## [Short task]
In the entries that follow, identify the line containing "Exercise. Find the blue football" and return it together with all later lines, exactly as they appear.

## [Dataset records about object locations]
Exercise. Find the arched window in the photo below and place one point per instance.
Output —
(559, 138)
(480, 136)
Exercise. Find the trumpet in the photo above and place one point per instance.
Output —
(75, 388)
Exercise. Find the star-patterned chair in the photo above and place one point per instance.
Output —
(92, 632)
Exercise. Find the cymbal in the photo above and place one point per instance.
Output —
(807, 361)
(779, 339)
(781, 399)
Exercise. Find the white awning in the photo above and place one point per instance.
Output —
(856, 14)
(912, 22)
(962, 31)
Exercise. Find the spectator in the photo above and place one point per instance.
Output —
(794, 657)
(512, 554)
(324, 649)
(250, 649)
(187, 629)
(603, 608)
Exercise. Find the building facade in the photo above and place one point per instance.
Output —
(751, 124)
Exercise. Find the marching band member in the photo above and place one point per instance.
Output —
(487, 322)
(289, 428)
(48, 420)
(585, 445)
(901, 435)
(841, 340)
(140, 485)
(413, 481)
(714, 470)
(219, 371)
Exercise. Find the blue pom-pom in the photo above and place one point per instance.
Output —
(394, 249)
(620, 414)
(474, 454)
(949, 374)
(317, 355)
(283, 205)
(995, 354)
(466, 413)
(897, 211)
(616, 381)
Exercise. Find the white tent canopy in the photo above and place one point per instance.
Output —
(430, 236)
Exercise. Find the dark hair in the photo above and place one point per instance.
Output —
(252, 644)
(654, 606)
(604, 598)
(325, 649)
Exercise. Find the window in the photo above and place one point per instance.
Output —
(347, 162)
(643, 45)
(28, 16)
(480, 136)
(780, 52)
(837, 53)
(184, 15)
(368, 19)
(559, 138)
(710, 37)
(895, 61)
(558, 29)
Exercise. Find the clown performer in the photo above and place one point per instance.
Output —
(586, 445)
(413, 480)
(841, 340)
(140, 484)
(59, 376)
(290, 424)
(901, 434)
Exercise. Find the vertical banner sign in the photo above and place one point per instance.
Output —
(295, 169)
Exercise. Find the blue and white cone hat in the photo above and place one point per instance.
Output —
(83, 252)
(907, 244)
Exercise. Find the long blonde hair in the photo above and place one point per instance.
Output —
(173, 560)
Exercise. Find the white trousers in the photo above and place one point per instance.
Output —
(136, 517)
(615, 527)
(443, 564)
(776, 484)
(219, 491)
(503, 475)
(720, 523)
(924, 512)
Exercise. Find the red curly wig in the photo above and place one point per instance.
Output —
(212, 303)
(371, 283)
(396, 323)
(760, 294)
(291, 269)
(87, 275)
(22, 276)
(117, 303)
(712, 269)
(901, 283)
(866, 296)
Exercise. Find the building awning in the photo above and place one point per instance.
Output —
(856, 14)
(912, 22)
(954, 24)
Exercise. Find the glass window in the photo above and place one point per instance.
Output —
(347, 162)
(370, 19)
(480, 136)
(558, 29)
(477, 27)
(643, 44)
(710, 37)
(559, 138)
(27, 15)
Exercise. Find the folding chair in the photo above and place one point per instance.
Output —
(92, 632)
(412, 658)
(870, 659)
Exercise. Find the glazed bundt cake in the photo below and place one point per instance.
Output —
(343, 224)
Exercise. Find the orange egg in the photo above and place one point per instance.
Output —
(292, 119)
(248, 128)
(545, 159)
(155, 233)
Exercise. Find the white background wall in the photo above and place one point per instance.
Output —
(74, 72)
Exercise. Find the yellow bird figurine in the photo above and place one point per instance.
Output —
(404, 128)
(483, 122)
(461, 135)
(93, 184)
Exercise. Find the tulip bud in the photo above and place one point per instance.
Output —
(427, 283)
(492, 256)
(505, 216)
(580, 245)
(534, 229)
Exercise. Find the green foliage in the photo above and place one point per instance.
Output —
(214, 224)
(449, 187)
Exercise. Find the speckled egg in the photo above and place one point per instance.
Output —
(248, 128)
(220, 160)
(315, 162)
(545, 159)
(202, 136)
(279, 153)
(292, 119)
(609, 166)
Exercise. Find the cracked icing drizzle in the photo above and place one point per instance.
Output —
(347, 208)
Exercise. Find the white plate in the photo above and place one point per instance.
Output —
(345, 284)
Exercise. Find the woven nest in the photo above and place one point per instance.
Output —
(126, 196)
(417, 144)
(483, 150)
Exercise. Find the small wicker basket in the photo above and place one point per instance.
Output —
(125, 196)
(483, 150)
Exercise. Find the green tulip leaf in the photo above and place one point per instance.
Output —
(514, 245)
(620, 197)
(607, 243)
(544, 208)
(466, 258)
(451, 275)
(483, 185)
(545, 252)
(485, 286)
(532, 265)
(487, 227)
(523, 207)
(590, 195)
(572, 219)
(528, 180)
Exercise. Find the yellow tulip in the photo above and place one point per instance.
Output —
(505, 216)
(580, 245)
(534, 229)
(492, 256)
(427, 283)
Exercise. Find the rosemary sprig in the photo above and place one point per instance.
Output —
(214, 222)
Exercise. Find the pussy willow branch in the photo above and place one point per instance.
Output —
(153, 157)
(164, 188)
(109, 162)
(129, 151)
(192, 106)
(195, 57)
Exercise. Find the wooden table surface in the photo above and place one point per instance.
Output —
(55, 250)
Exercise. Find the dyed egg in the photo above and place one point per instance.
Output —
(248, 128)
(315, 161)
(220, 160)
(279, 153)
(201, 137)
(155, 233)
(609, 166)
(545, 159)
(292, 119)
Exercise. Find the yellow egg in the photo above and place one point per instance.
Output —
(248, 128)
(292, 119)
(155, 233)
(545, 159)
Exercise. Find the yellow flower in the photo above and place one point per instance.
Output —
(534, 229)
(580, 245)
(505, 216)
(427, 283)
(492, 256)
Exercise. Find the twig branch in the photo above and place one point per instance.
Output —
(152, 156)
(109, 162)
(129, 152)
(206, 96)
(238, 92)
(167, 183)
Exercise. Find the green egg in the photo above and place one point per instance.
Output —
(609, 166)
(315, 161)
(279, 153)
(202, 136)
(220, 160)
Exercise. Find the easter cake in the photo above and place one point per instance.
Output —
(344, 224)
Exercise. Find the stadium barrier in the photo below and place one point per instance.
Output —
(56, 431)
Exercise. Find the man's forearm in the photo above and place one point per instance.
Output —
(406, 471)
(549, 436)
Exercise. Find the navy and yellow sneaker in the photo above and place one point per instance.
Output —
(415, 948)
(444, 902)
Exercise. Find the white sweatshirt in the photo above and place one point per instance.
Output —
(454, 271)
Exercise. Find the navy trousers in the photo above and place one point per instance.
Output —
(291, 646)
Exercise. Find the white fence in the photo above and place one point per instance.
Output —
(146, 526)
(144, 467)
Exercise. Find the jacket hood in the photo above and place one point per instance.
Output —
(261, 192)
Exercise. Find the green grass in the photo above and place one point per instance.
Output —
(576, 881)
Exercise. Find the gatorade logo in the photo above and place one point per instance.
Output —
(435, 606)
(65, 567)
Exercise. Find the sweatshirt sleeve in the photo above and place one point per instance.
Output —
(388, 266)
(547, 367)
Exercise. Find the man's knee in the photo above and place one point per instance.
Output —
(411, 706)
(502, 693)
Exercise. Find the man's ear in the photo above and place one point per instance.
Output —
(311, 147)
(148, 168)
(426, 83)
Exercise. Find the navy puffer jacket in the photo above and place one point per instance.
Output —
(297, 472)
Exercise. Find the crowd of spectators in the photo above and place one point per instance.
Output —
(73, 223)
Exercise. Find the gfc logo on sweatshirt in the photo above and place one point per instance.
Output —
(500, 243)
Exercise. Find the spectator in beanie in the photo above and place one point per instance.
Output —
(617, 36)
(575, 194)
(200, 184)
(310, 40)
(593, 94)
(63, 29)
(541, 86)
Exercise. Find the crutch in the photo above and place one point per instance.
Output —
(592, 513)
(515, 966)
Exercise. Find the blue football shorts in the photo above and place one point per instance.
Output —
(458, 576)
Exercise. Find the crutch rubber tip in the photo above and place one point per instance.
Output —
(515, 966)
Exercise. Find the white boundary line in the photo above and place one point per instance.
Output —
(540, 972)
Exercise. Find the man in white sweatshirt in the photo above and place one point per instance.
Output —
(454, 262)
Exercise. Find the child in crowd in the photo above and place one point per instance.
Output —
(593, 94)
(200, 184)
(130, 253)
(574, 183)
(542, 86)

## [Solution to the problem]
Exercise. Find the blue football shorts in the photo above and place one point per instance.
Output —
(458, 576)
Exercise. Find the crutch rubber tip in the photo above and place one point per instance.
Output —
(515, 966)
Exercise. Find the white boundary line in the photo above and place one point per instance.
Output —
(540, 972)
Exercise. Find the man in white sweatshirt in the photo above and place one point per instance.
Output —
(454, 262)
Exercise. Find the child in crowd in the photo above and place one point per instance.
Output —
(593, 94)
(200, 184)
(130, 253)
(574, 183)
(542, 86)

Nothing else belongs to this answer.